**Problem description**. Print the records again, character for character.

(Saved data entries)
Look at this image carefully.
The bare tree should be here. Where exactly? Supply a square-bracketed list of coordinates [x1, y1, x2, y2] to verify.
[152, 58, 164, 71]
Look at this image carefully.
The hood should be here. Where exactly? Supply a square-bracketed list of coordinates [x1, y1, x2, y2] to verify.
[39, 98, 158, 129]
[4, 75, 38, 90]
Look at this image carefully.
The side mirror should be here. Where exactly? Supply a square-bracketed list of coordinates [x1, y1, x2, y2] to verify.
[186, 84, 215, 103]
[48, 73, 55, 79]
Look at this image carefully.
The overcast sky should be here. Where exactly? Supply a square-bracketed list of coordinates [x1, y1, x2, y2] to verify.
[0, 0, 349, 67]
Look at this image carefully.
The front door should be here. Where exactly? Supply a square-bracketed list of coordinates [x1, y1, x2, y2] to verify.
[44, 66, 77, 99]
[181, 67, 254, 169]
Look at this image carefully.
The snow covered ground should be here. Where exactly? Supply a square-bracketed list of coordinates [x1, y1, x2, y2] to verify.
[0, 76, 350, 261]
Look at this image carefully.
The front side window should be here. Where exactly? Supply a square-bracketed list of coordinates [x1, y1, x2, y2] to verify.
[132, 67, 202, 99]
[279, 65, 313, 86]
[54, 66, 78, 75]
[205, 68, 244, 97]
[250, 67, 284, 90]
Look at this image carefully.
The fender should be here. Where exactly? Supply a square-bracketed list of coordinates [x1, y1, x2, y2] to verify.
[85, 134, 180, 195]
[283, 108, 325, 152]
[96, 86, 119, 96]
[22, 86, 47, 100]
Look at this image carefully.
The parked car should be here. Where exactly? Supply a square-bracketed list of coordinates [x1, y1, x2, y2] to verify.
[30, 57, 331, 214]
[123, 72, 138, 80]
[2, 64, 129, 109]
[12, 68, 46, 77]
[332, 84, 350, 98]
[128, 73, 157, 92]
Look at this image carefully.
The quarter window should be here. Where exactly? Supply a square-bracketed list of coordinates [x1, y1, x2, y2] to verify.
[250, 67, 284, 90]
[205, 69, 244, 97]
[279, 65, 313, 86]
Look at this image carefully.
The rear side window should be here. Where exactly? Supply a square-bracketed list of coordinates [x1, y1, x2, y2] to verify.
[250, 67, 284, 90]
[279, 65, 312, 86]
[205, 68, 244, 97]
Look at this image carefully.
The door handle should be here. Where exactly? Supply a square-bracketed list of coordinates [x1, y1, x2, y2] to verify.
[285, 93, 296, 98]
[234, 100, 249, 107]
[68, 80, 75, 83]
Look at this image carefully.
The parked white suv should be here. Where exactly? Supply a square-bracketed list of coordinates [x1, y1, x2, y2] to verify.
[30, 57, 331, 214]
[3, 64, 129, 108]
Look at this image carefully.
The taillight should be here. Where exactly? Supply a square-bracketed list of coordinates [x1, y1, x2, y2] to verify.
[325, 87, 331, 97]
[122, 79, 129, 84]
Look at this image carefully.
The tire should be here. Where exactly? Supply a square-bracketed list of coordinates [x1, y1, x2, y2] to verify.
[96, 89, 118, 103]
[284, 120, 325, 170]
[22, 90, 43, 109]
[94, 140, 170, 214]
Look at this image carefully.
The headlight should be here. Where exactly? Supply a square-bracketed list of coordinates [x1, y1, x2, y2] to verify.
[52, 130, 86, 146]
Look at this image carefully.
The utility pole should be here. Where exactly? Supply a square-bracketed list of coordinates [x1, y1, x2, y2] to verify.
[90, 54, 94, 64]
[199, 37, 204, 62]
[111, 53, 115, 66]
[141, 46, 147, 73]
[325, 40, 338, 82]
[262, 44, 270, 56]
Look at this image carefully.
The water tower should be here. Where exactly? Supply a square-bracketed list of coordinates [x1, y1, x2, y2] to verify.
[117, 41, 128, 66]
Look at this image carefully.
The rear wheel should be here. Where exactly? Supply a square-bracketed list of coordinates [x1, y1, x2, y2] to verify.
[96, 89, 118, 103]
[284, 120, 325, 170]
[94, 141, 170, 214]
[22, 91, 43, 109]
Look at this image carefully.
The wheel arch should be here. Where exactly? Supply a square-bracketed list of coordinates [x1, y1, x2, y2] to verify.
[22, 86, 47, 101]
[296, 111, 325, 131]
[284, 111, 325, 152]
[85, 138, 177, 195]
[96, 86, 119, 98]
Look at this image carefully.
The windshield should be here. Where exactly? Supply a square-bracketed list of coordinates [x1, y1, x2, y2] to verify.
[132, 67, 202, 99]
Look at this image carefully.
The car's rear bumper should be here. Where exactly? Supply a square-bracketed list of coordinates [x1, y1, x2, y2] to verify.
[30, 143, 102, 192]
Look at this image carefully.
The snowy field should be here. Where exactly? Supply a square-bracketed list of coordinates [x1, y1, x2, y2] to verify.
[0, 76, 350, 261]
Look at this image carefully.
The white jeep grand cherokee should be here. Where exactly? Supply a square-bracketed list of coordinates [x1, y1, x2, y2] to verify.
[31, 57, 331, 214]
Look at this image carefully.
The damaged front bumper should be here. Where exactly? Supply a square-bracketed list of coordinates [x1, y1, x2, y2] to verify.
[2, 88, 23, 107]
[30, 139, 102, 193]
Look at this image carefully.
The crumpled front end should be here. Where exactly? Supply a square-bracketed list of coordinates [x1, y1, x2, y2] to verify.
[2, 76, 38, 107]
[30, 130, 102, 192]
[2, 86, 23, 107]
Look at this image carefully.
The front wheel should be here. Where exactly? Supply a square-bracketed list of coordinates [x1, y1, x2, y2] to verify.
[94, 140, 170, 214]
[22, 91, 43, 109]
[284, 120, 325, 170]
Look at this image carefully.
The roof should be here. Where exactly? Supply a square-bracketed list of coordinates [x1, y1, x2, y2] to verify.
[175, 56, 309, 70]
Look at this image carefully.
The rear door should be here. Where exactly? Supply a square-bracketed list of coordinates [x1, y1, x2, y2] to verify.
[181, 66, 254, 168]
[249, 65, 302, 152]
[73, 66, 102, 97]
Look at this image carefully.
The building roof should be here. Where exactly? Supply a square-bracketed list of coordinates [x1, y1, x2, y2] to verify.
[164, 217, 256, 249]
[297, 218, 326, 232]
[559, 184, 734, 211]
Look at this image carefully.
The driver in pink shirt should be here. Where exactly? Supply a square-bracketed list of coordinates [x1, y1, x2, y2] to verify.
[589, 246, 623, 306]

**Answer to the exercise**.
Look at this image carefully.
The bare tree should be here. Where exactly? Supply a square-bracketed list of coordinates [x1, y1, x2, y2] to verify.
[152, 58, 164, 71]
Look at this image carefully.
The hood should be here. Where exactly? Supply a square-bracketed list of coordinates [x1, y1, x2, y2] to verify.
[39, 98, 158, 129]
[4, 75, 38, 90]
Look at this image carefully.
The side mirror should be here. Where exactly? Supply a square-bracketed list of coordinates [x1, y1, x2, y2] to verify.
[186, 84, 215, 103]
[48, 73, 55, 79]
Look at this image carefully.
The overcast sky should be here. Where exactly? Supply a square-bracketed list of coordinates [x1, y1, x2, y2] to verify.
[0, 0, 349, 67]
Look at this image carefully.
The front door should be here. Where exactly? Supply a square-bracketed list of coordinates [x1, y1, x2, y2] to verify.
[44, 66, 77, 99]
[181, 67, 254, 169]
Look at this image carefully.
The snow covered ground should be here. Where exactly? Supply a square-bracketed list of coordinates [x1, y1, x2, y2] to verify.
[0, 76, 350, 261]
Look at this image carefully.
The front side window should be here. Where exactly? Supply a square-bracketed list of coordinates [x1, y1, x2, y2] to verify.
[132, 67, 202, 99]
[279, 65, 313, 86]
[54, 66, 78, 75]
[205, 68, 244, 97]
[250, 67, 284, 90]
Look at this image carefully.
The fender should be here. Where exactly? Supply a square-bracketed list of coordinates [x1, y1, x2, y2] to verify.
[85, 134, 180, 195]
[283, 108, 325, 152]
[96, 86, 119, 96]
[22, 86, 47, 100]
Look at this image carefully.
The parked car should be here. Where exactly? Supply a square-bracketed list of coordinates [x1, y1, x2, y2] to verify.
[30, 57, 331, 214]
[123, 72, 138, 80]
[2, 64, 129, 109]
[12, 68, 46, 77]
[332, 84, 350, 98]
[128, 73, 157, 92]
Look at this image carefully.
The quarter window should be here. Where exactly? Supply a square-bracketed list of coordinates [x1, y1, x2, y2] to verify.
[250, 67, 284, 90]
[205, 69, 244, 97]
[279, 65, 313, 86]
Look at this image carefully.
The rear side window should be here. Where exactly? Supply a square-bracketed list of coordinates [x1, y1, x2, y2] to verify.
[250, 67, 284, 90]
[279, 65, 312, 86]
[205, 68, 244, 97]
Look at this image carefully.
The door handle should be here. Where exactly? Supply a square-bracketed list of coordinates [x1, y1, x2, y2] to verify.
[285, 93, 296, 98]
[234, 100, 249, 107]
[68, 80, 75, 83]
Look at this image carefully.
The parked white suv should be here. Where exactly? Supply a square-bracketed list of coordinates [x1, y1, x2, y2] to verify.
[30, 57, 331, 214]
[3, 64, 129, 108]
Look at this image carefully.
The taillight should be here. Where exactly? Supply a square-bracketed list of coordinates [x1, y1, x2, y2] to verify.
[325, 87, 331, 97]
[122, 79, 129, 84]
Look at this image carefully.
The tire should be here. Where exactly? Supply a square-bracketed list of coordinates [x1, y1, x2, y2] to verify.
[96, 89, 118, 103]
[284, 120, 325, 170]
[22, 90, 43, 109]
[94, 140, 170, 214]
Look at this image carefully.
The headlight should be here. Where exactly? Supply a square-bracketed list of coordinates [x1, y1, x2, y2] to verify.
[52, 130, 86, 146]
Look at this image carefully.
The utility pole should be here. Where exactly? Supply a square-bracketed list of coordinates [x1, y1, x2, y2] to verify.
[90, 54, 94, 64]
[199, 37, 204, 62]
[111, 53, 115, 66]
[141, 46, 147, 73]
[325, 40, 338, 82]
[262, 44, 270, 56]
Look at this image carefully.
The water tower should be here. Where exactly? Supply a square-bracketed list of coordinates [x1, y1, x2, y2] to verify.
[117, 41, 128, 66]
Look at this image carefully.
The rear wheel should be here. Where exactly? Supply a square-bracketed list of coordinates [x1, y1, x2, y2] to verify.
[96, 89, 118, 103]
[284, 120, 325, 170]
[94, 141, 170, 214]
[22, 91, 43, 109]
Look at this image carefully.
The wheel arch should be here. Where exactly? Supply a square-bracketed list of coordinates [x1, y1, x2, y2] to verify.
[22, 86, 47, 101]
[296, 111, 325, 131]
[284, 111, 325, 152]
[85, 138, 177, 195]
[96, 86, 119, 98]
Look at this image carefully.
The windshield should be here. Where exactly? Supply a square-bracketed list of coordinates [x1, y1, x2, y2] to verify.
[132, 67, 202, 99]
Look at this image carefully.
The car's rear bumper should be here. Where exactly? Supply a square-bracketed list of coordinates [x1, y1, x2, y2] to verify.
[30, 143, 102, 192]
Look at this image carefully.
The snowy field should be here. Where exactly? Supply a square-bracketed list of coordinates [x1, y1, x2, y2] to verify.
[0, 76, 350, 261]
Look at this image carefully.
The white jeep grand cherokee should be here. Where exactly? Supply a square-bracketed list of coordinates [x1, y1, x2, y2] to verify.
[31, 57, 331, 214]
Look at this image carefully.
The damaged front bumper should be here. Where exactly? Supply a square-bracketed list of coordinates [x1, y1, x2, y2] to verify.
[2, 88, 23, 107]
[30, 139, 102, 193]
Look at this image carefully.
The crumpled front end should be here. Where exactly? Supply a square-bracketed list of coordinates [x1, y1, x2, y2] to verify.
[2, 76, 38, 107]
[30, 130, 102, 192]
[2, 86, 23, 107]
Look at this image carefully.
The front wheel should be here. Where exactly? Supply a square-bracketed list of coordinates [x1, y1, x2, y2] to verify.
[94, 140, 170, 214]
[22, 91, 43, 109]
[284, 120, 325, 170]
Look at this image carefully.
The roof should be here. Where exactly? Supply a square-bracketed list of coordinates [x1, y1, x2, y2] to verify.
[175, 56, 309, 70]
Look at this image carefully.
The rear door should be here. Where exactly? Supply a square-bracketed list of coordinates [x1, y1, x2, y2] to verify.
[181, 66, 254, 168]
[249, 65, 302, 152]
[73, 66, 102, 97]
Look at this image carefully.
The building roof should be here. Where exactly? Supply a square-bracketed list of coordinates [x1, y1, x2, y2] to verify.
[164, 217, 256, 249]
[297, 218, 326, 232]
[559, 184, 734, 211]
Look at this image carefully.
The driver in pink shirt should be here. Where exactly? Supply a square-bracketed list of coordinates [x1, y1, x2, y2] to verify.
[589, 246, 623, 306]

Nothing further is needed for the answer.